▸ TASK STATEMENT: Please copy out every row below in full, wording included, raising each x and y coordinate in the answers by 40 and leaving the pictures out.

-- begin EXERCISE MATERIALS --

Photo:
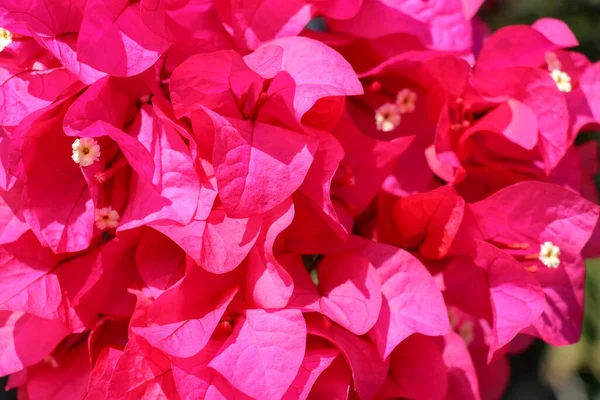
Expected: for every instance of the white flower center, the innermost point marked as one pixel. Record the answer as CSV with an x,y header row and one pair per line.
x,y
553,61
387,117
562,79
406,101
86,151
549,255
107,218
466,332
5,38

-- end EXERCISE MATERIALS --

▸ THE RESPONSE:
Photo:
Expected: for every instance of the white flower center, the innermost point marked as one pixel. Record the answer as CSV with an x,y header row and one pair per line.
x,y
593,101
427,157
602,119
446,141
126,191
589,295
147,258
506,372
45,78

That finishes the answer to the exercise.